DIRECTIVE | Count the lines in the items below that contain the string "bounding". Case counts. Reply with that number only.

ENTRIES PROVIDED |
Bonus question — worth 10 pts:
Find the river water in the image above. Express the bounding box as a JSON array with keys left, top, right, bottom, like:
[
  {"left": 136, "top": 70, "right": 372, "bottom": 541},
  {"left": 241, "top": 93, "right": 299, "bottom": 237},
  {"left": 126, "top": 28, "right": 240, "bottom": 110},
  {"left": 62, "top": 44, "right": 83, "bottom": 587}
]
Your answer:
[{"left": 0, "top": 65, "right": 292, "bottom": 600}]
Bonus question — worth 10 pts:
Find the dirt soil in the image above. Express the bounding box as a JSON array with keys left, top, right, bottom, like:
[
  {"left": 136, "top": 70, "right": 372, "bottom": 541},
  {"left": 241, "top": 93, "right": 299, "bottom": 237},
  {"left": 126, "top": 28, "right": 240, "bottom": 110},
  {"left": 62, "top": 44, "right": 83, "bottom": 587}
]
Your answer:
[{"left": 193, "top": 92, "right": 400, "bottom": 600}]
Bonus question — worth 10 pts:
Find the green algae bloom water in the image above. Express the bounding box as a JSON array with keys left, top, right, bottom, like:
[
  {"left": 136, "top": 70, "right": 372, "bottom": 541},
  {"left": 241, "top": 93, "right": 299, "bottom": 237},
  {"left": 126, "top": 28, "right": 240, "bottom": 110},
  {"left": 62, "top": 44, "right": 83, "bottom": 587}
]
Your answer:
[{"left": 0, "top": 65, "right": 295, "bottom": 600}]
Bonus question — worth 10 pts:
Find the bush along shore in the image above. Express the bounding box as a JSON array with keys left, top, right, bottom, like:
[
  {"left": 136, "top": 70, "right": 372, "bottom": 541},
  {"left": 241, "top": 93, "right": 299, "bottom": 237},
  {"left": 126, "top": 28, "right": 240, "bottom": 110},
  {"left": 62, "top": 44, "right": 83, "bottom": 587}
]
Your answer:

OUTPUT BELOW | 4